Locate every line in the records below that contains the string "Query", and copy each such line in full.

● GIVEN DATA
+===+
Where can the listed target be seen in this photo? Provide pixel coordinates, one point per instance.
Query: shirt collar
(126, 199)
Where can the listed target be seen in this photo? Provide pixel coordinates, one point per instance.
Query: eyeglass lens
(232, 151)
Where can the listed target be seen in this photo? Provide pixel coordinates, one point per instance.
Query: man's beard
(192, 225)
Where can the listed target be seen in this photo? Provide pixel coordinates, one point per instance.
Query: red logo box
+===+
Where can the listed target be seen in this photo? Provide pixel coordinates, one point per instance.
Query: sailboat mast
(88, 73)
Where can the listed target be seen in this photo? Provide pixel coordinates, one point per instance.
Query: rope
+===+
● SOLUTION FOR THIS PROBLEM
Query: shirt collar
Query: eyeglass lens
Query: man's beard
Query: red logo box
Query: sailboat mast
Query: rope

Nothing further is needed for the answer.